__WORK ITEM__
Look through the data below. Show each line where the string "white" occurs.

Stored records
○ ○ ○ ○
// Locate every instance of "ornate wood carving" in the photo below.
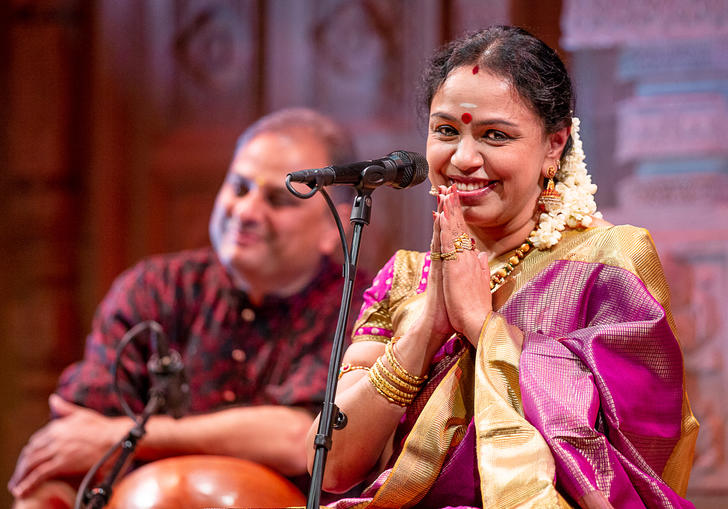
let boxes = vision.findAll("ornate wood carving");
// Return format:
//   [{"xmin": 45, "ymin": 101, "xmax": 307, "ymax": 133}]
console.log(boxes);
[
  {"xmin": 617, "ymin": 173, "xmax": 728, "ymax": 207},
  {"xmin": 170, "ymin": 0, "xmax": 260, "ymax": 126},
  {"xmin": 616, "ymin": 94, "xmax": 728, "ymax": 164},
  {"xmin": 658, "ymin": 238, "xmax": 728, "ymax": 490},
  {"xmin": 311, "ymin": 0, "xmax": 405, "ymax": 120}
]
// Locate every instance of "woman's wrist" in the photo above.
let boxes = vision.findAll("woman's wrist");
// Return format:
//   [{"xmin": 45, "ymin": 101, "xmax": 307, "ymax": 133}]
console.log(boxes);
[
  {"xmin": 462, "ymin": 309, "xmax": 493, "ymax": 347},
  {"xmin": 392, "ymin": 326, "xmax": 443, "ymax": 378}
]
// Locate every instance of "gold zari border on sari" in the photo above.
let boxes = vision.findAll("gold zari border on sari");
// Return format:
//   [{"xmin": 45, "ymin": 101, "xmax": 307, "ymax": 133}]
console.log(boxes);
[
  {"xmin": 475, "ymin": 312, "xmax": 568, "ymax": 508},
  {"xmin": 368, "ymin": 349, "xmax": 474, "ymax": 508},
  {"xmin": 494, "ymin": 226, "xmax": 697, "ymax": 496},
  {"xmin": 346, "ymin": 226, "xmax": 696, "ymax": 505}
]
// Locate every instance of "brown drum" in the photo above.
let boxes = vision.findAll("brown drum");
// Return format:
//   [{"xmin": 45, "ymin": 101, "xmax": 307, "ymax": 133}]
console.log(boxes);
[{"xmin": 107, "ymin": 455, "xmax": 306, "ymax": 508}]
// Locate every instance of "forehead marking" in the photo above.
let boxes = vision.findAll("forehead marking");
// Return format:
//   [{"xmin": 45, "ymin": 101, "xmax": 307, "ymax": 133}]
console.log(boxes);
[
  {"xmin": 461, "ymin": 112, "xmax": 472, "ymax": 124},
  {"xmin": 472, "ymin": 65, "xmax": 479, "ymax": 74},
  {"xmin": 460, "ymin": 102, "xmax": 477, "ymax": 108}
]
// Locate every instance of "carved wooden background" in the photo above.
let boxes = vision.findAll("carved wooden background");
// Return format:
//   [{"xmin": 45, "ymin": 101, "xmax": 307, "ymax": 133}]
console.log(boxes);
[
  {"xmin": 3, "ymin": 0, "xmax": 725, "ymax": 507},
  {"xmin": 563, "ymin": 0, "xmax": 728, "ymax": 506}
]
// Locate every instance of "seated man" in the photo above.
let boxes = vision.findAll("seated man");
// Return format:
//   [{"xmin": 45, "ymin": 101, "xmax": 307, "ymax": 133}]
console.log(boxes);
[{"xmin": 9, "ymin": 107, "xmax": 369, "ymax": 508}]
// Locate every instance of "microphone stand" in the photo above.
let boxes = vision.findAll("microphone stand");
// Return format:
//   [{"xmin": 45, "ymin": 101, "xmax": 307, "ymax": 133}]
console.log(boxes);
[
  {"xmin": 307, "ymin": 188, "xmax": 373, "ymax": 509},
  {"xmin": 75, "ymin": 324, "xmax": 183, "ymax": 509},
  {"xmin": 76, "ymin": 392, "xmax": 162, "ymax": 509}
]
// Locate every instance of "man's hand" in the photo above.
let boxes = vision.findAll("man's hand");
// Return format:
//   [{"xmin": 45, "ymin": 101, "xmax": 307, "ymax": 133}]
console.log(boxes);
[{"xmin": 8, "ymin": 394, "xmax": 130, "ymax": 499}]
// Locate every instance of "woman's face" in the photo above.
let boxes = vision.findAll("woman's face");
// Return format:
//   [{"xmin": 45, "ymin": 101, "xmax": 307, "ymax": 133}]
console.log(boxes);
[{"xmin": 426, "ymin": 65, "xmax": 564, "ymax": 235}]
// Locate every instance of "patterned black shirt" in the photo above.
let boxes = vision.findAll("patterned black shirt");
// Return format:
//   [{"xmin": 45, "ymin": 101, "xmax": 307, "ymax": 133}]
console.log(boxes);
[{"xmin": 56, "ymin": 247, "xmax": 368, "ymax": 417}]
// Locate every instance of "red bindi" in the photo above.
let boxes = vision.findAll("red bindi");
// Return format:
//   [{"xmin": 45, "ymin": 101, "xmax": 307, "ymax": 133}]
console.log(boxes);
[
  {"xmin": 461, "ymin": 112, "xmax": 472, "ymax": 124},
  {"xmin": 472, "ymin": 65, "xmax": 479, "ymax": 74}
]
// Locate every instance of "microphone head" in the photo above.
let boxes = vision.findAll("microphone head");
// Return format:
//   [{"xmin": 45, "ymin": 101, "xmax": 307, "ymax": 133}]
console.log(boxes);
[{"xmin": 389, "ymin": 150, "xmax": 429, "ymax": 189}]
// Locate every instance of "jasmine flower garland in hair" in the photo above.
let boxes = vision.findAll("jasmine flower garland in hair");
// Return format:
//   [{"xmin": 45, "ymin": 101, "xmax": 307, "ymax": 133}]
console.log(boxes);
[{"xmin": 529, "ymin": 117, "xmax": 601, "ymax": 250}]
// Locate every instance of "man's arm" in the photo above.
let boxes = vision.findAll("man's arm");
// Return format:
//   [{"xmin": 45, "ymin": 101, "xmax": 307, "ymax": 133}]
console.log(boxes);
[
  {"xmin": 10, "ymin": 250, "xmax": 341, "ymax": 501},
  {"xmin": 9, "ymin": 395, "xmax": 313, "ymax": 499},
  {"xmin": 139, "ymin": 404, "xmax": 313, "ymax": 475}
]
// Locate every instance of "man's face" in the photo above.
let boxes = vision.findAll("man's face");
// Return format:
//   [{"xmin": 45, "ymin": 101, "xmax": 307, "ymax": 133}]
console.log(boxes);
[{"xmin": 209, "ymin": 131, "xmax": 336, "ymax": 291}]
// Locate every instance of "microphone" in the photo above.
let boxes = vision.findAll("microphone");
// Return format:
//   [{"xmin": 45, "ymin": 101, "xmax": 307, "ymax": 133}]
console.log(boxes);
[
  {"xmin": 287, "ymin": 150, "xmax": 428, "ymax": 190},
  {"xmin": 147, "ymin": 325, "xmax": 190, "ymax": 419}
]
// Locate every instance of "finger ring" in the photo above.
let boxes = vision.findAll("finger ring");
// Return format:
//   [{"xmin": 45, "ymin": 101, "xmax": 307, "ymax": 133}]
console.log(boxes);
[
  {"xmin": 454, "ymin": 233, "xmax": 475, "ymax": 252},
  {"xmin": 431, "ymin": 250, "xmax": 457, "ymax": 261}
]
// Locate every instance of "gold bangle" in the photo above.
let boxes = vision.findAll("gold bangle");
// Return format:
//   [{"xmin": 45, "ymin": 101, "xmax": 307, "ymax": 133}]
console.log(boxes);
[
  {"xmin": 338, "ymin": 363, "xmax": 370, "ymax": 379},
  {"xmin": 374, "ymin": 357, "xmax": 420, "ymax": 398},
  {"xmin": 380, "ymin": 361, "xmax": 421, "ymax": 392},
  {"xmin": 372, "ymin": 359, "xmax": 416, "ymax": 400},
  {"xmin": 370, "ymin": 378, "xmax": 413, "ymax": 406},
  {"xmin": 368, "ymin": 360, "xmax": 415, "ymax": 406},
  {"xmin": 386, "ymin": 338, "xmax": 427, "ymax": 385},
  {"xmin": 370, "ymin": 381, "xmax": 411, "ymax": 406},
  {"xmin": 369, "ymin": 373, "xmax": 411, "ymax": 406}
]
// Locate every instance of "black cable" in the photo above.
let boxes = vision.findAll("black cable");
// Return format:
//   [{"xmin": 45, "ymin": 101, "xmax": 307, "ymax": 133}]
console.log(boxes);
[
  {"xmin": 75, "ymin": 320, "xmax": 166, "ymax": 508},
  {"xmin": 283, "ymin": 178, "xmax": 351, "ymax": 276},
  {"xmin": 285, "ymin": 174, "xmax": 320, "ymax": 199},
  {"xmin": 111, "ymin": 321, "xmax": 164, "ymax": 420},
  {"xmin": 318, "ymin": 187, "xmax": 351, "ymax": 272}
]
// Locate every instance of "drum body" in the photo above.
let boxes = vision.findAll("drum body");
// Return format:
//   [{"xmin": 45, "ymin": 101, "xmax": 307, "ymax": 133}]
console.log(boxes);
[{"xmin": 107, "ymin": 455, "xmax": 306, "ymax": 509}]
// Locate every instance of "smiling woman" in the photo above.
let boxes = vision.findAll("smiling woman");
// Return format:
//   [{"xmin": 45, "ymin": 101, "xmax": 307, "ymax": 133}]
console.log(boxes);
[
  {"xmin": 307, "ymin": 26, "xmax": 698, "ymax": 509},
  {"xmin": 426, "ymin": 65, "xmax": 564, "ymax": 245}
]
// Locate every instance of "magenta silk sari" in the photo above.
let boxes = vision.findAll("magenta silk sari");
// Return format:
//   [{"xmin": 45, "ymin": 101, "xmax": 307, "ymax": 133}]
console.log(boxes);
[{"xmin": 327, "ymin": 226, "xmax": 698, "ymax": 509}]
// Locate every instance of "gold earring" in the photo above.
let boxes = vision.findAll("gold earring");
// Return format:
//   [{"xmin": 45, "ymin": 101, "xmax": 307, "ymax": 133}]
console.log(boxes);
[{"xmin": 538, "ymin": 164, "xmax": 562, "ymax": 213}]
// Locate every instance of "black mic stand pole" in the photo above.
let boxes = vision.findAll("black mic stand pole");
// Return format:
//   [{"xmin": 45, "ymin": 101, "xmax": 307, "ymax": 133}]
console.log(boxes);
[
  {"xmin": 307, "ymin": 188, "xmax": 373, "ymax": 509},
  {"xmin": 77, "ymin": 392, "xmax": 163, "ymax": 509},
  {"xmin": 77, "ymin": 340, "xmax": 179, "ymax": 509}
]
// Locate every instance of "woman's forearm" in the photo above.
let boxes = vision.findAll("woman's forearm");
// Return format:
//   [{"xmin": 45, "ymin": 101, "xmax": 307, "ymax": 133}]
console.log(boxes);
[
  {"xmin": 307, "ymin": 371, "xmax": 406, "ymax": 493},
  {"xmin": 309, "ymin": 325, "xmax": 445, "ymax": 493}
]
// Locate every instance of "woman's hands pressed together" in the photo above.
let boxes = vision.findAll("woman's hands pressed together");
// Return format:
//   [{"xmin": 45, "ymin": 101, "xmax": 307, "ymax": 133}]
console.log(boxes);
[
  {"xmin": 429, "ymin": 185, "xmax": 493, "ymax": 346},
  {"xmin": 307, "ymin": 185, "xmax": 496, "ymax": 492}
]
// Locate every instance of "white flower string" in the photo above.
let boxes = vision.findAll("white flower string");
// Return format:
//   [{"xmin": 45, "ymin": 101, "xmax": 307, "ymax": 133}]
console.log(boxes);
[{"xmin": 529, "ymin": 117, "xmax": 601, "ymax": 250}]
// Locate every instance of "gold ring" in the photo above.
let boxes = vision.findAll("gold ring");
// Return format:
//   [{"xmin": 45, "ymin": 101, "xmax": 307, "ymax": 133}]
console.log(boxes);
[
  {"xmin": 431, "ymin": 250, "xmax": 457, "ymax": 261},
  {"xmin": 454, "ymin": 233, "xmax": 475, "ymax": 252}
]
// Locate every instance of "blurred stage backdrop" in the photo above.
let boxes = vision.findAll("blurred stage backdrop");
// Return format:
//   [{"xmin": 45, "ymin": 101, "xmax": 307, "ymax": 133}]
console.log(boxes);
[{"xmin": 1, "ymin": 0, "xmax": 727, "ymax": 507}]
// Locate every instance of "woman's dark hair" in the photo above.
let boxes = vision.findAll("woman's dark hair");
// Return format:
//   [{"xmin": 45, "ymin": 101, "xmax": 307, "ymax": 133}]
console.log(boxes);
[{"xmin": 420, "ymin": 25, "xmax": 574, "ymax": 157}]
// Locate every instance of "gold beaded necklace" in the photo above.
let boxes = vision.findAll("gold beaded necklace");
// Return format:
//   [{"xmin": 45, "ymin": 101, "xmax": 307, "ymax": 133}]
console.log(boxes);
[{"xmin": 489, "ymin": 238, "xmax": 534, "ymax": 291}]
○ ○ ○ ○
__TASK OUTPUT__
// Locate every instance of "white flower string" in the photo above.
let boxes = vision.findAll("white flower string");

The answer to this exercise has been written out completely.